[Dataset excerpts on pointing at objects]
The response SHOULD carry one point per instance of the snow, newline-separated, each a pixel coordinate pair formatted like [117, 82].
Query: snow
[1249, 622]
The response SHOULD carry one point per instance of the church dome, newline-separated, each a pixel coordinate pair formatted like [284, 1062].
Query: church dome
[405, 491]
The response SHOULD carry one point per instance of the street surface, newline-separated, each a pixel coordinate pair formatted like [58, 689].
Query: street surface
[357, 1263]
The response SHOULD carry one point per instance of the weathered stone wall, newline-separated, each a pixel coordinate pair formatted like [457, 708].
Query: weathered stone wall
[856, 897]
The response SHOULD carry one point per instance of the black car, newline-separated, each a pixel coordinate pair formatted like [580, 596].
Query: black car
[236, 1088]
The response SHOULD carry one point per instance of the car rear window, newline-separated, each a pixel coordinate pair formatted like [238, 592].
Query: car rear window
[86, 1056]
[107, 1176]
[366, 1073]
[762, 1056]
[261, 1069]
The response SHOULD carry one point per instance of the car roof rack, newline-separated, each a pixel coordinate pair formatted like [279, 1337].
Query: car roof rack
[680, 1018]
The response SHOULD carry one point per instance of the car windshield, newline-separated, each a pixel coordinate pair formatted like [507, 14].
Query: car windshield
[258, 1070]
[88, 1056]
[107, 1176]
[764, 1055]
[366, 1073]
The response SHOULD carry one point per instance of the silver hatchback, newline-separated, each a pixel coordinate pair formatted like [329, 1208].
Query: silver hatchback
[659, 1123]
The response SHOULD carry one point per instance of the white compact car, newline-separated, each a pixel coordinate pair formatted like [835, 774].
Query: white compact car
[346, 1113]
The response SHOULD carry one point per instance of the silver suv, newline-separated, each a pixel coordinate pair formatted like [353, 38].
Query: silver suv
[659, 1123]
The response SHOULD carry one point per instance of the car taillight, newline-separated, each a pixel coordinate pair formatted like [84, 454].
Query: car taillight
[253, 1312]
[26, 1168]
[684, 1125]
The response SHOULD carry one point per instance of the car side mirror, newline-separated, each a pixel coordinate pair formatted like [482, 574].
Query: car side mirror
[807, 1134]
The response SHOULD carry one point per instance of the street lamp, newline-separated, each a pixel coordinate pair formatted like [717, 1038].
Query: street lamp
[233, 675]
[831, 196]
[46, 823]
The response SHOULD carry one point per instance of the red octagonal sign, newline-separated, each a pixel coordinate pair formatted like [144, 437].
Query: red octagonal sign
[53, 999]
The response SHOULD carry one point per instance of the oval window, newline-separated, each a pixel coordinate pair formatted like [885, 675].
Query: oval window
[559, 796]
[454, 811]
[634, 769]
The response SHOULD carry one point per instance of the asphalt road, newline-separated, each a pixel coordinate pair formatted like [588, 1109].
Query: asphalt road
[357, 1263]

**EXERCISE DETAILS**
Return every line of the items above verbatim, keeping their original order.

**ANSWER**
The response SHOULD carry one point per instance of the snow, newline-separated, each a pixel coordinate pair formatted like [117, 82].
Query: snow
[1249, 622]
The response SHOULD carry one point per instance of the church dome, newline-separated, each a pixel coordinate pair formatted like [284, 1062].
Query: church dome
[405, 491]
The response SHOULD carry one point per instance of the street surface, newline-separated, each a pixel coordinate pair formatted like [58, 689].
Query: street surface
[357, 1263]
The response SHOULD carry one point per instance of the weathered stone wall, newline-separated, each a pixel coordinate pair formatted like [457, 708].
Query: weathered stone wall
[856, 897]
The response SHOULD carry one point per instance of the black car, newline-separated, each a pixel coordinate pair formatted like [580, 596].
Query: black car
[236, 1088]
The response SHOULD carry one point per instance of the car rear window, newline-separated, each a pixel coordinate pair formatted like [238, 592].
Query: car rear window
[86, 1056]
[107, 1176]
[366, 1073]
[762, 1056]
[261, 1069]
The response SHOULD carry one point per instance of the car roof rack, newline-separated, each a pixel coordinate pair formatted like [279, 1337].
Query: car roof rack
[680, 1018]
The response SHOULD carry one point per instance of the car windshield, newline-separated, each a pixel coordinate pair formatted like [507, 14].
Query: car windshield
[258, 1070]
[88, 1056]
[107, 1176]
[764, 1055]
[366, 1073]
The response SHOULD carry one point per instance of the silver hatchback, newline-separated, each a pixel coordinate pair formatted like [329, 1208].
Query: silver hatchback
[659, 1123]
The response SHOULD carry one point per instance of the white compact car, newline-separated, each a pixel coordinate pair formatted like [835, 774].
Query: white compact car
[346, 1113]
The response SHOULD carry one point per instance of the silver suv, newline-separated, each a pixel coordinate pair formatted like [353, 38].
Query: silver suv
[659, 1123]
The response SHOULD carry one point per instance of the car taillight, newline-separated, each a pixel coordinate pair formatted like [84, 454].
Query: car taillight
[253, 1312]
[26, 1168]
[684, 1125]
The response SHOULD carry one point per instance of the car side mirror, newline-separated, each a pixel coordinate pair formatted like [482, 574].
Query: car side mirror
[807, 1134]
The response SHOULD carry one point per instance of the street lamp, newline-separated, each a pixel coordinate pair formatted like [717, 1038].
Query: street lamp
[233, 675]
[831, 196]
[46, 823]
The response SHOULD carry one point per instance of the red octagonal sign, newline-separated, each a pixel coordinate pair formatted like [144, 437].
Query: red octagonal sign
[53, 999]
The response SHOULD carry one point per instance of the oval window, newline-separated, each a pixel coordinate pair formatted like [885, 675].
Query: oval window
[559, 796]
[454, 811]
[634, 769]
The response SHOULD carry one point per instance of the asphalt road, newline-separated, each a pixel coordinate pair formatted like [588, 1109].
Query: asphalt road
[357, 1263]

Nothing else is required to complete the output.